START Document segment

Bourbon roses originated on Reunion Island in the Indian Ocean, east of Madagascar and southwest of Mauritius, back when Réunion Island was referred to as Ile Bourbon. They have a complex ancestry that may include damask (once blooming and cold tolerant) and China roses (reblooming but tender – at least zone 7). They were a smash from about 1830 to 1850 in their colors ranging from red to pink to white. A few were introduced later (I will show you pictures of two of them). I am avoiding the really fussy ones and focusing on just a couple that are, to me, indispensable in my garden.
'Zephirine Drouhin', (pictured above) hybridized in 1868 by Bizot, is a Bourbon rose typically sold as a climbing rose. It is noteworthy that this rose is completely thornless, making tending to it quite pleasant. It also has a strong and delightful scent. It also has a reputation for shade tolerance, and is often grown successfully on north walls, but I believe that it produces best in full sun. You will find that if you water in the morning, you can avoid disease. But you should know that this is a rose that can get blackspot and mildew and still bloom through till frost - most roses that get these diseases keel. When I neglected watering or watered at night and got a bit of black spot, I simply cut the leaves off, and they were quickly replaced. The really unique thing about it is that black spot or not, it blooms very well. And good air circulation greatly diminishes any tendency toward disease.
Zephirine grows six to ten feet as a climber, with a spread of three to six feet. She is usually described as a moderate grower, but in my experience she matures in about three years to close to her mature size.
I have discovered from personal experience that many climbing roses can be grown as shrubs. The laxness of stem that makes this rose a climber allows it to do something I personally refer to as a no labor version "self-pegging”. Pegging is a practice of taking a rose with long and flexible stems, bending them over and attaching them to the ground. The reason you peg a rose is to overcome apical dominance, which is expressed when a plant, in this case, blooms only at the end of stems because the stem secretes a hormone that suppresses growth below the stem. Some people attach stems to other stems to bend them in the same fashion, and that’s called “self pegging”. In my version of it, I allow the weight of the growing plants to pull down the stems, with no interference from me. If a rose throws out really long stems, I find, it will tend to bend over, which overcome apical dominance, and allows the rose to bloom at multiple spots on a single stem. Apical dominance can be described simply as the tendency of a plant to bloom from the top.

END Document segment
START Data for review

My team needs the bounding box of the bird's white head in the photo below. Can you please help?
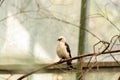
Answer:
[58,36,66,42]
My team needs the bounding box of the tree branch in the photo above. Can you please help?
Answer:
[17,50,120,80]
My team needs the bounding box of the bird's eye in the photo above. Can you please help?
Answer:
[58,38,62,41]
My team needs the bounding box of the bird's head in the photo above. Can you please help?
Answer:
[58,36,66,42]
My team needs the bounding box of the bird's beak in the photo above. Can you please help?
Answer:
[57,38,62,41]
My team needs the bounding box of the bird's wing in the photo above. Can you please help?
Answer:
[65,42,72,58]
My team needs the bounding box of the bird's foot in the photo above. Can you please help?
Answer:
[59,59,64,62]
[67,66,74,70]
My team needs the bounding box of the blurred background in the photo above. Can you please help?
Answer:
[0,0,120,80]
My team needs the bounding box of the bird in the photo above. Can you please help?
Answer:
[56,36,73,69]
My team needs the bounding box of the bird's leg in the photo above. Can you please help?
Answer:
[59,58,64,62]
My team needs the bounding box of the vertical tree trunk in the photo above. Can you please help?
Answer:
[77,0,87,80]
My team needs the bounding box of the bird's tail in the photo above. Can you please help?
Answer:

END Data for review

Things to do:
**1)** Answer these from the Bourbon rose passage:
(a) Where did Bourbon roses originate?
(b) In what year was 'Zephirine Drouhin' hybridized, and by whom?
(c) How tall does Zephirine grow as a climber?
**2)** Print the Bourbon rose passage word for word, starting at "Zephirine grows six" and ending at "her mature size.".
**3)** Carry on the Bourbon rose passage from the point where it stops.

Answers to the problems:
**1)**
(a) On Reunion Island in the Indian Ocean, when it was called Ile Bourbon.
(b) In 1868, by Bizot.
(c) Six to ten feet.

**2)**
Zephirine grows six to ten feet as a climber, with a spread of three to six feet. She is usually described as a moderate grower, but in my experience she matures in about three years to close to her mature size.

**3)**
But perhaps the color of Zephirine is too strong for you. Not to worry, because it has not just one, but two sports. The first is a soft pink sport called ‘Kathleen Harrop’, which was hybridized by Dickson in 1879. This rose has in every way all the virtues and flaws of Kathleen, but I must confess that I find it even more beautiful. I found it because I ordered ‘Kathleen’ at a time when it was unavailable, and this was suggested as a substitute. The rose is about the same size as her parent, Kathleen. Some say she is a little less vigorous, but I have not found that to be the case. The third sport is called Martha, an even paler sport discovered by Knudsen in Denmark and introduced in 1919 after he discovered it in around 1912.
Kathleen is definitely a more delicate version of 'Zephirine Drouhin', but it exhibits the same climbing habit that can also serve as a shrub, and is similarly large. In this picture, it is accompanied by peony 'Edulis Superba'.
While these roses require a little more care from you in the form of spraying a little sulphur on them once a month if you do not water them, I hope that you will find them as pleasing as I do.